**REQUIREMENT**.
In the records below, find each line with the word "above" and copy it.
════════
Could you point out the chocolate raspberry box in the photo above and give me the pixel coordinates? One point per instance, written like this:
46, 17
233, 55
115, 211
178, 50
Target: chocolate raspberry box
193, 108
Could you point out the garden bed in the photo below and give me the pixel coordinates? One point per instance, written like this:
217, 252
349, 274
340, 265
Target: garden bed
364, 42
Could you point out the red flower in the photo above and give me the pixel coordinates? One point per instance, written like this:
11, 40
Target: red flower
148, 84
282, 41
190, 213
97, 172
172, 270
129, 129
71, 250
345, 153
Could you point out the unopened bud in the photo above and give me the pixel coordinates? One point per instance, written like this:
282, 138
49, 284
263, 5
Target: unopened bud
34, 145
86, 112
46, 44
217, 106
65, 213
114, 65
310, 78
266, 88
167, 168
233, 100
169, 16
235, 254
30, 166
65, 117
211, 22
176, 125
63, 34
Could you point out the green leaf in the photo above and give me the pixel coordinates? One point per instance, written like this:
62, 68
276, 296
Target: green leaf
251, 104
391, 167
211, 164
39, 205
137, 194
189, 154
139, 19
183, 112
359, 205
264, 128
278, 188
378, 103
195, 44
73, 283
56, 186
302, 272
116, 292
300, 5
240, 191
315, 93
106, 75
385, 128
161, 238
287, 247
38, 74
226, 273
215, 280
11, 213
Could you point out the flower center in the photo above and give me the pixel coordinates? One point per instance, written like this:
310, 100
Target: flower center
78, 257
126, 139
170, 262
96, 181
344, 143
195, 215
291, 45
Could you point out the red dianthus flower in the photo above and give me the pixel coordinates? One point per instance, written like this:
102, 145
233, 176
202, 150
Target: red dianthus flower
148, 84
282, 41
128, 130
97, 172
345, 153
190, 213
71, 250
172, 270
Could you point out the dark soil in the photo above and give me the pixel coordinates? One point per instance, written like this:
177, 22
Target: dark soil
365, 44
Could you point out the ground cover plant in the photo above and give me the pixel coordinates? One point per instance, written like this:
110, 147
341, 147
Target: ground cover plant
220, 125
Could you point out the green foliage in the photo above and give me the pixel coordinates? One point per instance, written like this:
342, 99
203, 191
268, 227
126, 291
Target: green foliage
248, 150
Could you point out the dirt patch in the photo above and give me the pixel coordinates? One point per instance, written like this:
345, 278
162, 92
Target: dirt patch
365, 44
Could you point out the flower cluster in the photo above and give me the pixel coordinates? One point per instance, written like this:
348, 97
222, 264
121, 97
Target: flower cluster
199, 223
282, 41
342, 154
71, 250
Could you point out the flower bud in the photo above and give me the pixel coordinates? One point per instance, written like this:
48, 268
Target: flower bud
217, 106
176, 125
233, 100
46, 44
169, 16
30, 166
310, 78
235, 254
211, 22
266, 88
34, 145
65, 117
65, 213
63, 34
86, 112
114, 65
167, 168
════════
**RESPONSE**.
Could you point out the chocolate raspberry box in the photo above and give me the pixel coordinates? One point per instance, written like this:
Could you point out the red flower in the photo above and give me the pixel coordinates? One point per instance, written like this:
Could you point out the unopened bud in the photo above and give me the pixel coordinates? One point per instance, written like this:
Could you point out the green leaf in the photo above and give me the pixel coordinates? One point per instance, written like this:
Could you point out the flower center in the photo above and give me the pixel coordinates? One point per instance, written like this:
Could you point out the red dianthus flower in the photo above and give me the pixel coordinates? One point per instance, written like this:
Could you point out the dark soil in the photo above and give me the pixel coordinates? One point per instance, written like this:
Could you point out the ground cover plant in the photo above and give me the pixel coordinates? One point per instance, written like this:
Could you point out the green foliage in the photo above and give me the pixel coordinates? One point per instance, written like this:
Could you point out the dirt patch in the photo above and give me the pixel coordinates? One point per instance, written like this:
Could you point out the flower cluster in the photo above and give me the pixel coordinates? One point per instance, written like this:
Could you point out the flower bud in the photo above and give me the pixel coordinates? One point per instance, written like this:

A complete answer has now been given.